What Are You Afraid Of?

Proverbs 1:1-7, 3:1-8

September 6, 2015

We’ve become numb, haven’t we. Or pressed flat from the weight of it all. The white noise of continued gun violence, of shootings happening on live tv that just a few days later, I had to be reminded where it was and oh yah, that it happened.

The image of the little boy in the red shirt. That’s what got me to stop and contemplate in the stream of relentless online messages and news. And what a wake up call it was, because if that’s what it took to get my attention of the refugee crisis and the on-going war and the dire situation in Syria – well, there’s something wrong, isn’t there? Something is really, deeply wrong.

And maybe part of what is wrong is the knowledge we have of the goings on around the world. Headlines on Facebook feeds, and blog posts along with 24 hour news cycles that never end. We know all the things. But, do we? We know headlines and are inundated with them so often that we are overwhelmed by the sheer number of terrible, terrible things happening in our world. Right now. All at once.

But what do we really know? The complexity of war and famine, racism, poverty and immigration are often reduced to 2 sides when in reality, the ingredients of these things are multiple and ever-changing. Our need to make sense of it all, to find categories, to take stances and, quite frankly, to be able to sleep at night can often lead us to over simplify and justify so we can just get on with it already.

It seems oddly fitting to be in the book of Proverbs today – a book based on common sense wisdom to teach us in our spiritual lives through observation and experience in every day life. So how fitting it is to read these words: “the beginning of knowledge is fear of the Lord.” And that one fragment of a sentence changes everything.
========
Stated task: Which issues does the Proverbs reflection above say are often reduced to two sides? List every one.

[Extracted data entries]
========
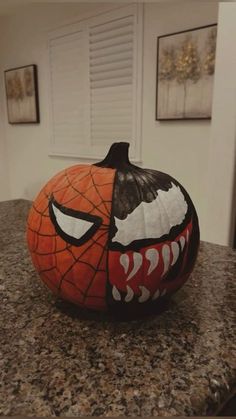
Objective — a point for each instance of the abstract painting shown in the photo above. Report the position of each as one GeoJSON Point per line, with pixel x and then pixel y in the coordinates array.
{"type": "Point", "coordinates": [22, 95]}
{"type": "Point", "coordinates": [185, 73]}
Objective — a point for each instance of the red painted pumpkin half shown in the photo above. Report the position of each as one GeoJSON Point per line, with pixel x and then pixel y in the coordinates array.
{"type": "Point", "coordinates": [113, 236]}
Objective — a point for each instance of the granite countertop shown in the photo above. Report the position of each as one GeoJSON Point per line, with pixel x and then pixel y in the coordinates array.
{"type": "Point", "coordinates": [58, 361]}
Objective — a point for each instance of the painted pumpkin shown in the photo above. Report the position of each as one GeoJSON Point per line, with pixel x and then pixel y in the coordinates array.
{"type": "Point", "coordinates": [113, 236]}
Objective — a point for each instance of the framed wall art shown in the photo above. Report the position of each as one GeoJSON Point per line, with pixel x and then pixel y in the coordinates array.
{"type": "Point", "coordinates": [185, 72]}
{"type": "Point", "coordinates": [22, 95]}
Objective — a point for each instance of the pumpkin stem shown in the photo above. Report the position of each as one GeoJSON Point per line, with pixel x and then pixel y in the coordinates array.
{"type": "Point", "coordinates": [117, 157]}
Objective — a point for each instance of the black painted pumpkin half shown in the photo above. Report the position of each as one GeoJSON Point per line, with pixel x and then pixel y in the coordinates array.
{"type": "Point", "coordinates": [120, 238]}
========
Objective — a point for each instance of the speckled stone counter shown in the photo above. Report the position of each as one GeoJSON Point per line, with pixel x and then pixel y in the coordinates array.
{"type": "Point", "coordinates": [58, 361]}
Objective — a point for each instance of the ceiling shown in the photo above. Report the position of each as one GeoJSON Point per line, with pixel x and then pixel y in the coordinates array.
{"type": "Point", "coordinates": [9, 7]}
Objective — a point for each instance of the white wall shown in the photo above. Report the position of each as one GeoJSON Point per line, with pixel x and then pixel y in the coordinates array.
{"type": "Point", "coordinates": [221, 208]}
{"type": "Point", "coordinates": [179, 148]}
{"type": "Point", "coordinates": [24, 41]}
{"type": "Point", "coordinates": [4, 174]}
========
Solution for this task: War, famine, racism, poverty, immigration